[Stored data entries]
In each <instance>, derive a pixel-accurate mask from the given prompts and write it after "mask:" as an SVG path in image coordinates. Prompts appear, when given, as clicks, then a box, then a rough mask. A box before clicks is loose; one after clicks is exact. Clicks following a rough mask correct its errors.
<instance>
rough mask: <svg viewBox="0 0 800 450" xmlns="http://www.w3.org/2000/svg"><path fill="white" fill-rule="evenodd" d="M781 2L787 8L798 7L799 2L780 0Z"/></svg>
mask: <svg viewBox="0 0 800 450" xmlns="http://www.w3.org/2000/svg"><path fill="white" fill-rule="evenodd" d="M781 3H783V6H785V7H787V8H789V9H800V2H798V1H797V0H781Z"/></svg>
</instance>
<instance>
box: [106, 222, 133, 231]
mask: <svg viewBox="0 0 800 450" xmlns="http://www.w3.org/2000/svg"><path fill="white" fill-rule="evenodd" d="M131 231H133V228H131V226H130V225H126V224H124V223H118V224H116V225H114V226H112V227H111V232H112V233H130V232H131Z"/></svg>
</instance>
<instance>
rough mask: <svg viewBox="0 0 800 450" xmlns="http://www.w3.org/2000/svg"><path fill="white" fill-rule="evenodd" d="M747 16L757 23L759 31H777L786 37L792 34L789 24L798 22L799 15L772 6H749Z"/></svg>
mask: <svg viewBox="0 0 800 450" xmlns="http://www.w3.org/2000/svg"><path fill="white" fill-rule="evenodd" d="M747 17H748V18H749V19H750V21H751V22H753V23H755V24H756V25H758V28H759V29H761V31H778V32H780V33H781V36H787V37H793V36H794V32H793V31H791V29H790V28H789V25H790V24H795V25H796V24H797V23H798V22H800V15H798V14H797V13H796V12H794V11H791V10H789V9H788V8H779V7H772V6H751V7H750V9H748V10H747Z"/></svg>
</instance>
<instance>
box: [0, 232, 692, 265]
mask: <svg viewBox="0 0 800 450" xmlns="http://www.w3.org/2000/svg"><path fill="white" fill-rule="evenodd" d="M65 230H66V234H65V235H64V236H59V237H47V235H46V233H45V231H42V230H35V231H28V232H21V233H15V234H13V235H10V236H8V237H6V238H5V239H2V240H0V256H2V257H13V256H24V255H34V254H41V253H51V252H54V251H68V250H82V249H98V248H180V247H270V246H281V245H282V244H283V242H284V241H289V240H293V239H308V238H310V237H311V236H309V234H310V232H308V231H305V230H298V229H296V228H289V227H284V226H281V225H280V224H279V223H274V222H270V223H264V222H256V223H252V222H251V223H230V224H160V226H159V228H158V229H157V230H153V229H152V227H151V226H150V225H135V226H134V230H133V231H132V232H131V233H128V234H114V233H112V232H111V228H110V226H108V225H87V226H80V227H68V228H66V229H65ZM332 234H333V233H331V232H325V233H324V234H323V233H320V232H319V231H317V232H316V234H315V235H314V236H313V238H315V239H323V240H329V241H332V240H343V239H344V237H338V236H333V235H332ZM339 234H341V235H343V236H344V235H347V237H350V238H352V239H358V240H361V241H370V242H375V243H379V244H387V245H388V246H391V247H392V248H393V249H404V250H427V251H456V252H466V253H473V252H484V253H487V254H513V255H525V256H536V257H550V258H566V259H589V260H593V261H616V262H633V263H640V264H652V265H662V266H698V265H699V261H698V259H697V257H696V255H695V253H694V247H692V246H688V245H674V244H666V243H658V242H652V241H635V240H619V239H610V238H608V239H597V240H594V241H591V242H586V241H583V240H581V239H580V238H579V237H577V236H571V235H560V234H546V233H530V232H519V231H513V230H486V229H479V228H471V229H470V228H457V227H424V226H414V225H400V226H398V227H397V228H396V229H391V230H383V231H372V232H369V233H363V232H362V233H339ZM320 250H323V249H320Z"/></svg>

* **What is expected**
Go through the records and copy each one exactly.

* **Finished exercise**
In each <instance>, derive a pixel-accurate mask from the given prompts and write it after "mask:" as an SVG path in image coordinates. Prompts appear, when given, as clicks, then a box, then a rough mask. A box before clicks is loose; one after clicks is exact. Clicks following a rough mask correct its errors.
<instance>
rough mask: <svg viewBox="0 0 800 450" xmlns="http://www.w3.org/2000/svg"><path fill="white" fill-rule="evenodd" d="M781 2L787 8L798 7L799 2L780 0Z"/></svg>
mask: <svg viewBox="0 0 800 450" xmlns="http://www.w3.org/2000/svg"><path fill="white" fill-rule="evenodd" d="M781 3H783V6H785V7H787V8H789V9H800V2H798V1H797V0H781Z"/></svg>
</instance>
<instance>
box: [106, 222, 133, 231]
mask: <svg viewBox="0 0 800 450" xmlns="http://www.w3.org/2000/svg"><path fill="white" fill-rule="evenodd" d="M131 231H133V228H131V226H130V225H126V224H124V223H118V224H116V225H114V226H112V227H111V232H112V233H130V232H131Z"/></svg>
</instance>
<instance>
rough mask: <svg viewBox="0 0 800 450" xmlns="http://www.w3.org/2000/svg"><path fill="white" fill-rule="evenodd" d="M747 16L757 23L759 31H777L786 37L792 34L789 24L798 22L799 15L772 6H749Z"/></svg>
mask: <svg viewBox="0 0 800 450" xmlns="http://www.w3.org/2000/svg"><path fill="white" fill-rule="evenodd" d="M747 17H748V18H749V19H750V21H751V22H753V23H755V24H756V25H758V28H759V29H761V31H778V32H780V33H781V36H787V37H793V36H794V32H793V31H791V29H790V28H789V25H790V24H795V25H796V24H797V23H798V22H800V15H798V14H797V13H796V12H794V11H791V10H789V9H788V8H779V7H772V6H751V7H750V9H748V10H747Z"/></svg>
</instance>
<instance>
box: [0, 232, 692, 265]
mask: <svg viewBox="0 0 800 450" xmlns="http://www.w3.org/2000/svg"><path fill="white" fill-rule="evenodd" d="M65 230H66V234H65V235H64V236H59V237H47V235H46V233H45V231H42V230H35V231H28V232H21V233H15V234H13V235H10V236H8V237H6V238H5V239H2V240H0V256H2V257H13V256H24V255H34V254H41V253H51V252H54V251H68V250H82V249H98V248H180V247H270V246H281V245H282V244H283V242H284V241H289V240H293V239H308V238H310V237H311V236H309V234H310V232H308V231H305V230H298V229H296V228H289V227H284V226H281V225H280V224H279V223H274V222H270V223H264V222H256V223H252V222H251V223H230V224H160V226H159V228H158V229H157V230H153V229H152V227H151V226H150V225H135V226H134V230H133V231H132V232H131V233H128V234H114V233H112V232H111V228H110V226H108V225H87V226H80V227H68V228H66V229H65ZM332 234H333V233H331V232H325V233H324V234H323V233H320V232H319V231H317V232H316V234H315V235H314V236H313V238H315V239H323V240H329V241H332V240H343V239H344V237H338V236H333V235H332ZM339 234H341V235H343V236H344V235H347V237H350V238H352V239H358V240H361V241H370V242H375V243H379V244H387V245H388V246H391V247H392V248H393V249H404V250H427V251H456V252H466V253H473V252H484V253H487V254H513V255H525V256H536V257H550V258H566V259H589V260H593V261H616V262H633V263H640V264H652V265H662V266H698V265H699V261H698V259H697V257H696V255H695V253H694V247H692V246H688V245H674V244H666V243H658V242H652V241H635V240H619V239H610V238H608V239H597V240H594V241H591V242H586V241H583V240H581V239H580V238H579V237H577V236H571V235H560V234H546V233H530V232H519V231H513V230H486V229H479V228H471V229H470V228H457V227H424V226H414V225H400V226H398V227H397V228H396V229H391V230H383V231H372V232H369V233H363V232H362V233H339ZM320 250H323V249H320Z"/></svg>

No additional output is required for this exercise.